[Saved entries]
BEGIN
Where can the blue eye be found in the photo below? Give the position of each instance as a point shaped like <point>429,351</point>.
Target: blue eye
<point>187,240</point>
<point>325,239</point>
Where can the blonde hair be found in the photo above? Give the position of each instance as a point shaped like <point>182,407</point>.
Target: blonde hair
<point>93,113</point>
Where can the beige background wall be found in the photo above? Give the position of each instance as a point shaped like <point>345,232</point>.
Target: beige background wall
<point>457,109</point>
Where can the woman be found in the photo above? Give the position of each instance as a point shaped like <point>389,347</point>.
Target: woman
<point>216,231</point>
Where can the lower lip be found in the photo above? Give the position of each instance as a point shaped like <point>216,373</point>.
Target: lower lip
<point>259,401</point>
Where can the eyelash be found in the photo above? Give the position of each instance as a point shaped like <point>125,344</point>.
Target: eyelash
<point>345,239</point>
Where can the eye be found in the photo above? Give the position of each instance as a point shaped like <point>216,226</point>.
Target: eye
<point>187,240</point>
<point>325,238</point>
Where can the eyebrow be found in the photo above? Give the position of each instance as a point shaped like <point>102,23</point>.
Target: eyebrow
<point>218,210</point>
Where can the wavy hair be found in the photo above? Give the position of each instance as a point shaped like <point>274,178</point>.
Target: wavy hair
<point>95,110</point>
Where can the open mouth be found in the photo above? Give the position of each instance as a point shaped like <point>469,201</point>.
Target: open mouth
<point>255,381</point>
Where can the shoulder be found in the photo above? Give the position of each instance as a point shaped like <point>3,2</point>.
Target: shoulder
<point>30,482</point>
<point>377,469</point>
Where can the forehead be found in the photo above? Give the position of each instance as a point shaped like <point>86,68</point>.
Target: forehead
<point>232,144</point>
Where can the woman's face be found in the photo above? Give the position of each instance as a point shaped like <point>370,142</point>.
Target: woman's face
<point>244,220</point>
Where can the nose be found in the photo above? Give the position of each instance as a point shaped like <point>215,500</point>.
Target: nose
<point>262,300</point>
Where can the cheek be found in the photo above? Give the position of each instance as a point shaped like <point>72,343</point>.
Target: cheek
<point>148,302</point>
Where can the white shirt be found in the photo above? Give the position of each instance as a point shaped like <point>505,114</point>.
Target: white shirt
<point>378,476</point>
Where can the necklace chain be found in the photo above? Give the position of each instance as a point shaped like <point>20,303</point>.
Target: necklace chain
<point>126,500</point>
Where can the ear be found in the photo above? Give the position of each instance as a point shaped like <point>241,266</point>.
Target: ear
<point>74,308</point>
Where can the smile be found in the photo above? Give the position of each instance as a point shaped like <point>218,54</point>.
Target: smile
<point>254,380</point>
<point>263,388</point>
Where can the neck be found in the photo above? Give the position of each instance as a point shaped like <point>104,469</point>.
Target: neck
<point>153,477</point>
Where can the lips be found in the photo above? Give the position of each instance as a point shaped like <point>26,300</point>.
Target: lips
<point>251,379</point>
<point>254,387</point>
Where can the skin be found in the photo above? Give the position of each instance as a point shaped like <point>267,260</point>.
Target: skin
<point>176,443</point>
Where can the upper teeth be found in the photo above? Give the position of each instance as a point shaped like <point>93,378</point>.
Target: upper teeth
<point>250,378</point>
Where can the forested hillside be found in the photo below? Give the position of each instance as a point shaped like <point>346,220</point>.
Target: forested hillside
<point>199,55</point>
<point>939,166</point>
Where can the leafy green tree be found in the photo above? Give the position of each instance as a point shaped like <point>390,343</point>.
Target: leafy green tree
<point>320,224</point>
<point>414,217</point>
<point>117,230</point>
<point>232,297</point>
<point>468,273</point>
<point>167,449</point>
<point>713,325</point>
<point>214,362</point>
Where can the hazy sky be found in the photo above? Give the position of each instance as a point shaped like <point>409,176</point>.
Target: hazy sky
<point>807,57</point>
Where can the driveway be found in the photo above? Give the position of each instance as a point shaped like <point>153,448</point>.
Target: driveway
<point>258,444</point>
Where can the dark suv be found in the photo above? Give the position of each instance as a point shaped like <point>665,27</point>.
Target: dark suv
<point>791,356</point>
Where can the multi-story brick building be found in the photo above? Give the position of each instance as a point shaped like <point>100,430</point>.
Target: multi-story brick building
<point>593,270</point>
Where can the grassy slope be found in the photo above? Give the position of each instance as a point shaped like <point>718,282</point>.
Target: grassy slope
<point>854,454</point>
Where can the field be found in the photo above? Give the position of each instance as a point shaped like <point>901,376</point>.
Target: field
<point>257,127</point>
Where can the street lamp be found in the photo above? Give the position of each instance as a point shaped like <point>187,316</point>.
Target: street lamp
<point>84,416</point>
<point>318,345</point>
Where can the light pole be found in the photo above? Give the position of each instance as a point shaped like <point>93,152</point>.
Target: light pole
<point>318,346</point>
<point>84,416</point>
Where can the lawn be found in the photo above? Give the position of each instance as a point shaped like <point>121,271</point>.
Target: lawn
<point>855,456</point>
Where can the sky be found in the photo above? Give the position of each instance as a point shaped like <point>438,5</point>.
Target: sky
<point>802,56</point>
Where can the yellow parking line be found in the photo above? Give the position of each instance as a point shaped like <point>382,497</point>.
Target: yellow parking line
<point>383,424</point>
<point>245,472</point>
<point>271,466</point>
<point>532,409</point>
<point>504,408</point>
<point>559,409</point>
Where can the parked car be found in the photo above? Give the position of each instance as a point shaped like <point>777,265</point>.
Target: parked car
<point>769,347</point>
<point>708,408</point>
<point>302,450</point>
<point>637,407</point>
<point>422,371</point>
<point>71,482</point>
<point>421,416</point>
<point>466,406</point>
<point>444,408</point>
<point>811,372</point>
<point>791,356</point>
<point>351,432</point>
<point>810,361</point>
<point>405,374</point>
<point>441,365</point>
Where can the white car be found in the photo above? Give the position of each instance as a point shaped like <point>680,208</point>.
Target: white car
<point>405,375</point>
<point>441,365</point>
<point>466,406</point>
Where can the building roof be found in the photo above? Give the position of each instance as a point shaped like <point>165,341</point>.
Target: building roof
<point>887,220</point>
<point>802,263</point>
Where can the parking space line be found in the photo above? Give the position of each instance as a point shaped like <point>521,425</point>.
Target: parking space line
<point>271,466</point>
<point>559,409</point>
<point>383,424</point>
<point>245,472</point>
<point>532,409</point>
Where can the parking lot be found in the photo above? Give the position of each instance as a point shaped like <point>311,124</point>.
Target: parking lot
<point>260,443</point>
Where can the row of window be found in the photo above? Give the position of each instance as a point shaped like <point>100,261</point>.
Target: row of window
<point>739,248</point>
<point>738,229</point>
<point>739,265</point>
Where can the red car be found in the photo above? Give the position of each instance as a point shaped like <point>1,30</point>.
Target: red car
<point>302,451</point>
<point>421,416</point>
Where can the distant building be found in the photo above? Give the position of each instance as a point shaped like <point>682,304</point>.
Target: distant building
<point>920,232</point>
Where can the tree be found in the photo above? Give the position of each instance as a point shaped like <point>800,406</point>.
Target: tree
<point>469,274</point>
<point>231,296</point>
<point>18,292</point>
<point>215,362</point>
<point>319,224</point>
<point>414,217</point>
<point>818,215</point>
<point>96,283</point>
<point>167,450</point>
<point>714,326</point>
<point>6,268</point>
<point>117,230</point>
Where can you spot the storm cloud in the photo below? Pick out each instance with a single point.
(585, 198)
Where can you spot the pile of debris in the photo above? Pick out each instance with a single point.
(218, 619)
END
* [Instructions for the task]: Output each line of the entries exactly, so that nothing is lost.

* [Response to the exercise]:
Where can the blue eye be found in the photo below? Give the position of each instance as a point shaped like <point>429,351</point>.
Target: blue eye
<point>187,240</point>
<point>325,239</point>
Where can the blonde hair be found in the photo above? Give the position of each instance as a point shaped like <point>182,407</point>.
Target: blonde hair
<point>93,113</point>
Where can the beige background wall be found in the photo above? Give the position of each instance as a point shaped like <point>345,232</point>.
Target: beige background wall
<point>457,109</point>
Where can the woman be found in the photo above? Give the position of each instance as a point shaped like <point>389,347</point>.
Target: woman
<point>216,231</point>
Where can the lower lip be found in the photo above? Give the position of each instance as a point shaped like <point>216,373</point>.
Target: lower lip
<point>259,401</point>
Where can the eyelash be found in the photo above? Give the position of each instance as a point shaped like <point>125,344</point>.
Target: eyelash
<point>345,239</point>
Where can the eye be found in the photo above? Give the position of each instance as a point shaped like <point>216,226</point>.
Target: eye
<point>187,240</point>
<point>325,238</point>
Where can the eyebrow be found in the photo above? Give the position of each instance as a point shaped like <point>102,23</point>.
Target: eyebrow
<point>218,210</point>
Where can the wavy hair be found in the photo above? Give the position of each instance as a point shaped like <point>274,178</point>.
Target: wavy hair
<point>95,110</point>
Where can the open mouth be found in the photo above? Give the position of each instance as a point shaped like <point>469,201</point>.
Target: open mouth
<point>255,381</point>
Where can the shoulder be found in the photo above? Give the position of each instance as a point shaped like <point>3,2</point>.
Target: shoulder
<point>30,482</point>
<point>377,469</point>
Where can the forehead be found in the photo above? Give the position of each instance as a point shaped like <point>86,68</point>.
Target: forehead
<point>232,144</point>
Where can the woman's face be found in the photo above? Give the position of each instance as a point shaped like <point>370,142</point>.
Target: woman's face
<point>244,220</point>
Where can the nose be found in the photo above? Give the position of each instance as a point shaped like <point>215,500</point>.
Target: nose
<point>262,300</point>
Where can the cheek be found in the photo above? Give the position of each instance as a point shaped like <point>72,343</point>.
Target: cheek
<point>148,302</point>
Where can the white shirt be found in the photo above? Give the position of each instance as a point shaped like <point>505,114</point>.
Target: white shirt
<point>378,476</point>
Where can the necklace chain be found in the photo above? Give the position of each instance as a point shaped like <point>20,303</point>.
Target: necklace chain
<point>126,500</point>
Where can the ear be found in the photo above? Give the position of each instance as a point shaped like <point>241,266</point>.
Target: ear
<point>74,308</point>
Where can the smile be found in the photo above? Give the position of each instance as a point shaped like <point>218,54</point>.
Target: smile
<point>254,380</point>
<point>263,388</point>
Where can the neck be found in the photo above? Give the position of each instance as a point shaped like <point>104,469</point>.
Target: neck
<point>153,477</point>
Where can the lips be found in the photo above? Give the position of each instance as a point shaped like <point>26,300</point>.
Target: lips
<point>251,379</point>
<point>254,387</point>
Where can the skin be found in the photo above? Give the position of each instance as a point shaped like <point>267,260</point>.
Target: skin
<point>176,443</point>
Where can the upper teeth be found in the photo above? Give the position of each instance as a point shaped like <point>93,378</point>.
Target: upper teeth
<point>250,378</point>
Where can the forested hillside be found in the photo below? Give the position of each instance as a point shaped like <point>346,220</point>.
Target: forested hillside
<point>199,55</point>
<point>939,166</point>
Where can the leafy green tree be found in the photo above? Give the position of each instance as a point shaped like <point>390,343</point>.
Target: leafy green tree
<point>320,224</point>
<point>414,217</point>
<point>117,230</point>
<point>232,297</point>
<point>468,273</point>
<point>167,449</point>
<point>713,325</point>
<point>214,362</point>
Where can the hazy sky be found in the photo above? Give the position of each instance as a point shaped like <point>409,176</point>.
Target: hazy sky
<point>807,57</point>
Where can the driveway be found in the photo above? Give the position of each instance as a point shaped like <point>153,448</point>.
Target: driveway
<point>258,444</point>
Where can the dark suv be found in the photo above? Give the position of each instance as a point shaped like <point>665,27</point>.
Target: dark suv
<point>791,356</point>
Where can the multi-story brick building be found in the photo above? Give the position of each instance as a point shaped like <point>100,430</point>.
Target: multi-story brick building
<point>593,270</point>
Where can the grassy slope be found in the photo above? Give the position of each instance as a point shaped like <point>718,282</point>.
Target: grassy slope
<point>854,454</point>
Where can the field be found in the photo above? Give the position of each instance as a point shaped like <point>901,376</point>.
Target: field
<point>257,127</point>
Where can the street lamp be found in the photo above? Give the position of each instance as a point shaped like <point>187,316</point>.
Target: street lamp
<point>84,416</point>
<point>318,345</point>
Where can the light pole be found in the photo above? Give the position of each instance as a point shaped like <point>93,152</point>.
Target: light pole
<point>318,346</point>
<point>84,416</point>
Where can the lawn be found in the photo above? Give the position of each instance as a point shaped like <point>121,271</point>.
Target: lawn
<point>855,456</point>
Where can the sky be found in the photo above? Give the position of each instance as a point shaped like <point>438,5</point>.
Target: sky
<point>802,56</point>
Where can the yellow parking line be found in the photo above? Give the position of each instance as a point shaped like <point>382,497</point>.
Target: yellow parking line
<point>383,424</point>
<point>245,472</point>
<point>271,466</point>
<point>532,409</point>
<point>504,408</point>
<point>559,409</point>
Where can the parked car be found in the photo above? Give the position of each instance as a point shaped like <point>777,265</point>.
Target: parked car
<point>769,347</point>
<point>708,408</point>
<point>302,450</point>
<point>637,407</point>
<point>422,371</point>
<point>71,482</point>
<point>421,416</point>
<point>466,406</point>
<point>444,408</point>
<point>811,372</point>
<point>791,356</point>
<point>351,432</point>
<point>810,361</point>
<point>405,374</point>
<point>441,365</point>
Where can the white car be found in the photo above? Give the position of each instance as a point shaped like <point>680,208</point>.
Target: white car
<point>405,375</point>
<point>441,365</point>
<point>466,406</point>
Where can the building roof be found in the photo above? Give the position of each instance as a point shaped like <point>165,341</point>.
Target: building roof
<point>887,220</point>
<point>802,263</point>
Where can the parking space line be found in the photo above? Give the position of each instance as a point shaped like <point>521,425</point>.
Target: parking space line
<point>271,466</point>
<point>559,409</point>
<point>383,424</point>
<point>245,472</point>
<point>532,409</point>
Where can the parking lot be found in the photo above? Give the position of each instance as a point shaped like <point>311,124</point>.
Target: parking lot
<point>260,443</point>
Where can the row of window be found in the photo above? Give the position of each instance as a point shaped like <point>100,261</point>.
Target: row of window
<point>739,248</point>
<point>738,229</point>
<point>739,265</point>
Where can the red car be found in the photo above? Give the position of each instance as a point shaped like <point>1,30</point>.
Target: red car
<point>302,451</point>
<point>421,416</point>
Where can the distant building be found in the photo above? Give the position of each instance as a point shaped like <point>682,304</point>.
Target: distant building
<point>920,232</point>
Where can the tree be found in the photo above? Give the position of each instance as a point shaped like <point>800,406</point>.
Target: tree
<point>469,274</point>
<point>231,296</point>
<point>18,292</point>
<point>215,362</point>
<point>319,224</point>
<point>414,217</point>
<point>818,215</point>
<point>96,283</point>
<point>167,450</point>
<point>714,326</point>
<point>6,268</point>
<point>117,230</point>
Where can you spot the storm cloud in the photo below? Pick out each instance with a single point.
(585, 198)
Where can you spot the pile of debris in the photo above? Pick out each instance with a single point.
(218, 619)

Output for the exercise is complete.